**Requirement A:**
In the hair care device patent: (i) Who is named as the inventor?
(ii) On what date was the application filed?
(iii) When does the timer switch on the ion generator?
**Requirement B:**
Can you restate everything from "A hair care device (100)" down to "period has lapsed." in the hair care device patent, swapping "ion generator" for "ionizer"?

EP3315045A1

EP3315045A1 - Hair care device

Info

Publication number: EP3315045A1
Application number: EP16196375.6A
Authority: EP
Inventors: Nikolaj Zijroecha
Original assignee: Koninklijke Philips NV
Current assignee: Koninklijke Philips NV
Priority date: 2016-10-28
Filing date: 2016-10-28
Publication date: 2018-05-02
Also published as: RU2698169C1; CN109688866A; PL3531862T3; KR20190026951A; EP3531862A1; EP3531862B1; WO2018077708A1; ES2788374T3; EP3531862B8

Abstract

A hair care device (100) comprising an ion generator (500) for providing ions to hair, and a switching circuit (300) for switching on the ion generator later than a moment when the hair care device (100) has been switched on, e.g. when the hair has become sufficiently dry to become susceptible of static electricity and frizz related problems. The switching circuit (300) may receive an input from a sensor (S) for measuring a moisture level of the hair, a sensor (S) for measuring a temperature of the hair, and/or a timer for switching on the ion generator (500) after a predetermined period has lapsed.

Description

FIELD OF THE INVENTION

The invention relates to a hair care device having an ion generator.

**Given data:**
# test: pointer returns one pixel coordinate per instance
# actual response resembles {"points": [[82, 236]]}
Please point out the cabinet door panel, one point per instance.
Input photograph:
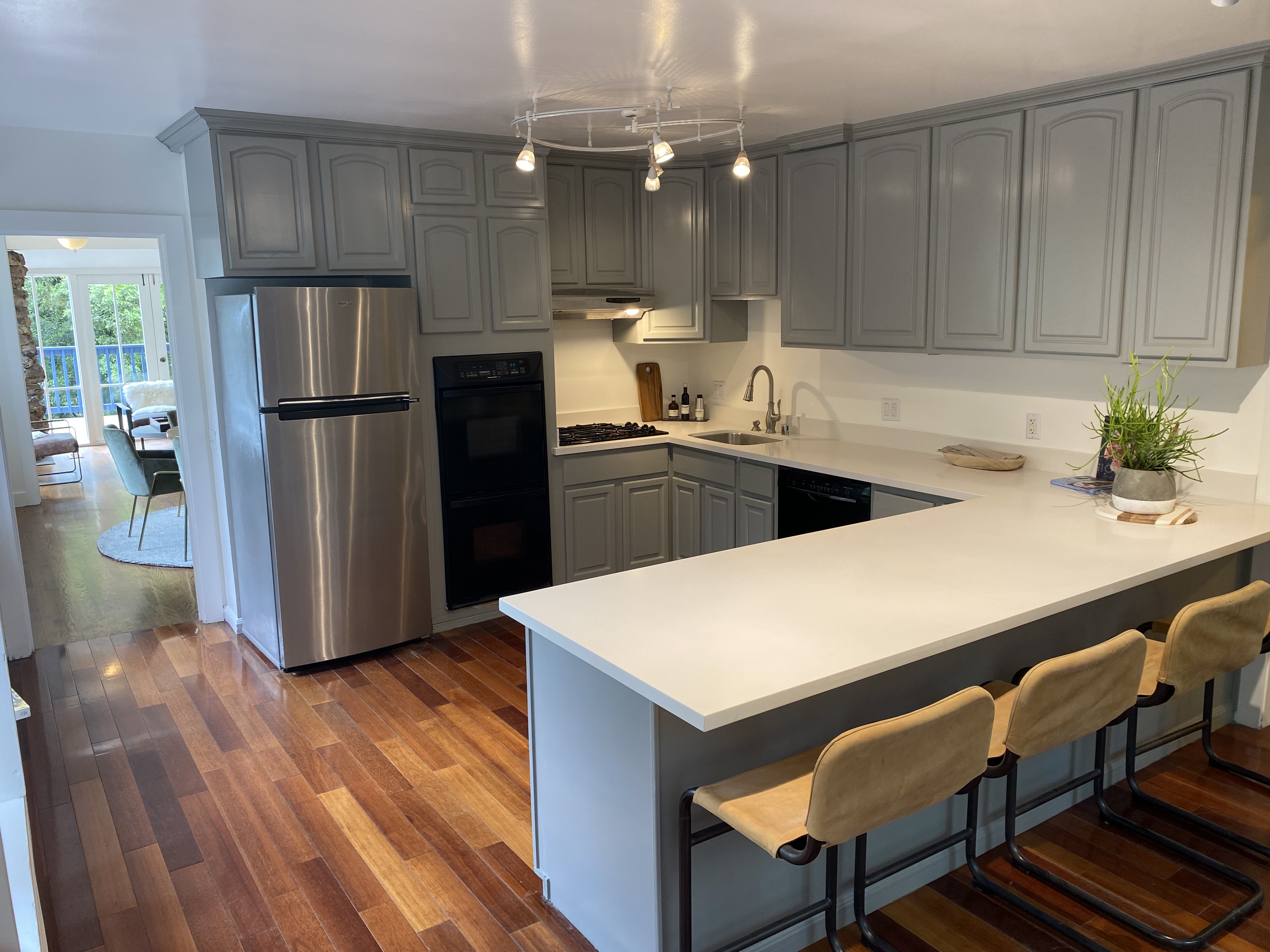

**Complete response A:**
(i) Nikolaj Zijroecha
(ii) 2016-10-28
(iii) After a predetermined period has lapsed

**Complete response B:**
A hair care device (100) comprising an ionizer (500) for providing ions to hair, and a switching circuit (300) for switching on the ionizer later than a moment when the hair care device (100) has been switched on, e.g. when the hair has become sufficiently dry to become susceptible of static electricity and frizz related problems. The switching circuit (300) may receive an input from a sensor (S) for measuring a moisture level of the hair, a sensor (S) for measuring a temperature of the hair, and/or a timer for switching on the ionizer (500) after a predetermined period has lapsed.